** Opening Document section block **

Some cities and towns on Florida’s Space Coast are banning medical marijuana dispensaries
Dave Berman | Florida Today
For Viera resident Cynthia Brewer, the debate over medical marijuana is both personal and professional.
Brewer recently became director of operations and sales for EVIO Labs Florida, a Florida medical marijuana testing laboratory. But, long before that, she says she was a “patient advocate” for three members of her own family who had debilitating medical conditions.
Brewer said two of them, who lived in other states, were able to access medical marijuana with no trouble. But, for her grandfather, who lives in Brevard County, gaining access to medical marijuana has been difficult.
Although Florida voters, a year ago, overwhelmingly approved a state constitutional amendment allowing the use of medical marijuana for cancer patients and others with a range of medical conditions, Brevard County and many of its cities and towns have enacted moratoriums or bans on the opening of medical marijuana dispensaries.
So have a number of other counties and cities throughout Florida.
Palm Bay has been an exception, as its City Council last month approved an ordinance to allow medical marijuana treatment centers where medical marijuana could be dispensed.
Palm Bay City Attorney Andrew Lannon said two companies have indicated that they have plans to open such facilities in the city, including one on the 1400 block of Palm Bay Road Northeast. Opening dates have not been announced.

** Closing Document section block **
** Opening Dataset content block **

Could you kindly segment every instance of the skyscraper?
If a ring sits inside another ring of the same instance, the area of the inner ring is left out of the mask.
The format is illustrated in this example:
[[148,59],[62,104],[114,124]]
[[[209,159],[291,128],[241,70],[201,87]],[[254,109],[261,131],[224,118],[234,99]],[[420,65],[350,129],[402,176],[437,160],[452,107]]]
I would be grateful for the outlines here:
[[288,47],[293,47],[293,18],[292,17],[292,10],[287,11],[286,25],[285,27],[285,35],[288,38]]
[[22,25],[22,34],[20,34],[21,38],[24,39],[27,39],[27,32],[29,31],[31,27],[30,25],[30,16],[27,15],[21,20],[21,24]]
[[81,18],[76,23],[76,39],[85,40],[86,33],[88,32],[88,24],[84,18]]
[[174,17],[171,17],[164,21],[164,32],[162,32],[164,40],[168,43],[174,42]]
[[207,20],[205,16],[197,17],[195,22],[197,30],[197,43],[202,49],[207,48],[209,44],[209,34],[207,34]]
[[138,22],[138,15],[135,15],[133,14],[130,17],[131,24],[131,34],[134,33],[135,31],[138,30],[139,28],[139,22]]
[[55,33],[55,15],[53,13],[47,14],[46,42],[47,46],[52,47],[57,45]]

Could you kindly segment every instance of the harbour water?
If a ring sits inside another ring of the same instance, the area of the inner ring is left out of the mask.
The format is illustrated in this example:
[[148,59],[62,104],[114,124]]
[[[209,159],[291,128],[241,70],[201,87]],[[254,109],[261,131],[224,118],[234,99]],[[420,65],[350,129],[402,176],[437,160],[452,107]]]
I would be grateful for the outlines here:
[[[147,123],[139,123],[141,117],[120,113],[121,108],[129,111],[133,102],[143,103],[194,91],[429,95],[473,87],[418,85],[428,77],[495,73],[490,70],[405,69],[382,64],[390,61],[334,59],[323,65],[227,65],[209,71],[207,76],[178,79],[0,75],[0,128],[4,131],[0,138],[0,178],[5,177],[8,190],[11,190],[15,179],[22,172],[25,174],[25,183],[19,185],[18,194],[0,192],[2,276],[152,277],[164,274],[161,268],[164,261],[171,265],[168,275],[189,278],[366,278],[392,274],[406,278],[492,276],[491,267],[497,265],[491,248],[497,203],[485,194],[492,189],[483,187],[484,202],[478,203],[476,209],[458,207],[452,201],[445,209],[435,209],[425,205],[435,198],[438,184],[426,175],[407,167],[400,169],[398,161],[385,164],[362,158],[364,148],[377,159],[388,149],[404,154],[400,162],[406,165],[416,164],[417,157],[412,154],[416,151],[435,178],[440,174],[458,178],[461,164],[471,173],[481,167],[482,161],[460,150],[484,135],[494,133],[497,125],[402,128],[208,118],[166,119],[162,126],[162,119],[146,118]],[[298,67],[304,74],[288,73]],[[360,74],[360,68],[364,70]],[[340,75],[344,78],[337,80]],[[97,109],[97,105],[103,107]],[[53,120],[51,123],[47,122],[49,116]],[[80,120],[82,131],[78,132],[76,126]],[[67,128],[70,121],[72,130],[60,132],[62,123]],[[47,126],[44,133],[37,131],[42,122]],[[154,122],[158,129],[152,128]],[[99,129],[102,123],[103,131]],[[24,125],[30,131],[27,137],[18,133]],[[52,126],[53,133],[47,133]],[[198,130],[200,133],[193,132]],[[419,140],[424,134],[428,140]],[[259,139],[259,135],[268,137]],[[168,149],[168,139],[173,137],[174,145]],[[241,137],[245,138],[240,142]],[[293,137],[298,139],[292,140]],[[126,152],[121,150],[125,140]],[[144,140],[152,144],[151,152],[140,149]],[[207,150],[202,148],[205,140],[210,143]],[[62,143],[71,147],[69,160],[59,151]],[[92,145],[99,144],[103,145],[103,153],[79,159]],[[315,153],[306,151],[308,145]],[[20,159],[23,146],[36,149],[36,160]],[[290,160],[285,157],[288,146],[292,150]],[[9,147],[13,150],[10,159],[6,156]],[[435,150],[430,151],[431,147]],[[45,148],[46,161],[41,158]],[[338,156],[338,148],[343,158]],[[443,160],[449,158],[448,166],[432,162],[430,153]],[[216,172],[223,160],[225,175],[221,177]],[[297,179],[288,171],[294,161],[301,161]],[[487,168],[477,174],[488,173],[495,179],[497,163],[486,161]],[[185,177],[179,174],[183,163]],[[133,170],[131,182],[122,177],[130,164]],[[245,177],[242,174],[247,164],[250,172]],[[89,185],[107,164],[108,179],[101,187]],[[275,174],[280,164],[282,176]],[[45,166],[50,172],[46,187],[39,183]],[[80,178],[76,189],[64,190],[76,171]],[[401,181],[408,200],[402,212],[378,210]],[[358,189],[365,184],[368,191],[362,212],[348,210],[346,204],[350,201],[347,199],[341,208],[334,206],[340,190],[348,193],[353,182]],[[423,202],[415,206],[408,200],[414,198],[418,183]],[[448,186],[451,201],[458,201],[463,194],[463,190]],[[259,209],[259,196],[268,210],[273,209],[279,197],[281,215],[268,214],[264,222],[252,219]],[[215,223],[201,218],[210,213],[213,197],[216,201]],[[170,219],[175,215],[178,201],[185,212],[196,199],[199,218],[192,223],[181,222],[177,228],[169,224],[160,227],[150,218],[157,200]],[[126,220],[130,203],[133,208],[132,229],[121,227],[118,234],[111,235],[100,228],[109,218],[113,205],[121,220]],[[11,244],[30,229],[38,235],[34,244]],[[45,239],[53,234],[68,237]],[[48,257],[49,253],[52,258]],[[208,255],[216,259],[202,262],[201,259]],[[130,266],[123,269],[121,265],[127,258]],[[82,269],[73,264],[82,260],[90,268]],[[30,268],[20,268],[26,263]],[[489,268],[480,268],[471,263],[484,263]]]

** Closing Dataset content block **

__Work instructions__:
[1] In the article about Space Coast dispensary bans, why is the medical marijuana debate both personal and professional for Cynthia Brewer? Answer in one to three sentences.
[2] Pick up the article about Space Coast dispensary bans after its last sentence and keep writing it.

__Outputs by task__:
[1] It is professional because she recently became director of operations and sales for EVIO Labs Florida, a medical marijuana testing laboratory. It is personal because, long before that, she was a "patient advocate" for three members of her own family who had debilitating medical conditions.

[2]
Brewer — who formerly was director of marketing and operations for The Pharmacy on South Courtenay Parkway on Merritt Island — has appeared before Florida Legislature committees, the Florida Department of Health and the Brevard County Commission to “tell them my personal story” and to push for greater access to medical marijuana for people who need it.
Brewer says she is disappointed that the Brevard County Commission last month approved a moratorium on the opening of medical marijuana dispensaries in unincorporated ares of the county. The moratorium will extend at least until March.
But Brewer said she is hopeful that county commissioners have become more educated about medical marijuana, and proud that they are keeping an open mind on the issue. Ultimately, she hopes they will end up approving a measure that will give local residents greater access to medical marijuana.
“The county has a responsibility to be the voice of reason” by allowing dispensaries to open, Brewer said.
The only Brevard County commissioner to support that approach and vote against the moratorium at the two required votes, on Oct. 10 and Oct. 24, was Kristine Isnardi, who is a registered nurse.
“I won’t be supporting this” moratorium, Isnardi told fellow commissioners, saying the moratorium was “denying access” to patients who could benefit by it.
Florida voters in 2016 voted in favor of the constitutional amendment, known as Amendment 2, to allow medical marijuana for certain medical conditions.
Amendment 2 gave doctors the authority to recommend marijuana for patients who have AIDS, amyotrophic lateral sclerosis, cancer, Crohn’s disease, epilepsy, glaucoma, HIV, multiple sclerosis, Parkinson’s disease, post-traumatic stress disorder and other debilitating medical conditions.
There was 71.3 percent support for the measure by voters — significantly more than the 60 percent required for approval of a state constitutional amendment. In Brevard County, 70.9 percent of the voters supported the amendment.
“Whether or not you agree with medical marijuana and whether or not you agree philosophically with the fact that we have them in place, it was a voter-approved measure, and I think the misconceptions and the misrepresentations about what these dispensaries will look like is what has people scared,” Isnardi said.
Isnardi said medical marijuana “is basically an oral medication” that would be dispersed is a “very controlled” facility.
“It won’t be the kind of place where people go and smoke pot,” Isnardi said. “This was approved by the voters, and I believe that we have a right as a community to make sure that we provide the dispensaries.”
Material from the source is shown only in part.